# Tipps zu Reglereinstellungen Sinamics S110 und ähnliche



## christoph2630 (25 November 2014)

Hallo Leute!
Ich  hab hier auch einen eigenartigen Fall einer Reglereinstellung -  zugegeben habe ich mit Sinamics kaum Erfahrung. Habe einen kleinen Servo  1FK7022... + S110 der über ein Zahnriemenvorgelege (1:2) eine  Kugelgewindespindel treibt. Nun macht das Gebilde recht laute Geräusche,  wobei die Mechanik leichtgängig ist - es ist nicht klar wo die  (Schwingungs-) geräusche herkommen. Jetzt habe ich mich mit dem  Drehzahlregler, automatische Einstellung und Messfunktion herumgespielt  und komme auf keinen grünen Zweig. Bei Messfunktion mit Sollwertsprung  sieht man, dass Sollwert (z.B. 300rpm) schnell erreicht wird, dann aber  Schwingung mit 20-40 rpm Amplitude und Frequenz 250Hz eintritt. Der  Mittelwert der Istdrehzahl ist dabei immer 20-40 rpm unter dem Sollwert.  Egal mit welchem KP oder TN ich teste, die Schwingungen werden größer  oder kleiner aber ich kann nie über den Sollwert schwingen!?

GEGEBENE INFORMATIONEN.
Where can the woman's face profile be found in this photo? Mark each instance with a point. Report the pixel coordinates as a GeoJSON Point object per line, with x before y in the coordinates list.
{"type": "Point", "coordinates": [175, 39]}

DEINE AUFGABE. Setze bitte den Forumsbeitrag zur Reglereinstellung am Sinamics S110 im Anschluss an seinen letzten Satz fort.

SCHRIFTLICHE ANTWORT.
Meine Fragen:
1.) ist Schwingung mit Amplitude 20-40 rpm / 250Hz im normalen Rahmen?
2.)  warum komme ich nie auf den Drehzahlsollwert - ist das nur ein  Fehler in der Messfunktion - oder ein Bedienungsfehler von mir - oder falsche Reglereinstellung?
3.)  mit welchen Einstellungen soll ich versuchen die Drehzahl zu glätten? Es  ist keine besonders hohe Dynamik erforderlich - die Laufruhe ist  hier wichtiger.
4.) Im Siemens-Forum hat mich einer gefragt ob ich mit dem Filter schon probiert habe. Was genau bewirkt der? 
5.) Kann jemand eine recht einfache Step by Step - Anleitung (wenn dies ist, dann probier das, etc...) erstellen?

Vielen Dank euch allen!

Bild zeigt Drehzahlregler nach Sollwertsprung nach automatischer Reglereinstellung (KP=0,165 / TN=12,5ms)


----------



## zako (25 November 2014)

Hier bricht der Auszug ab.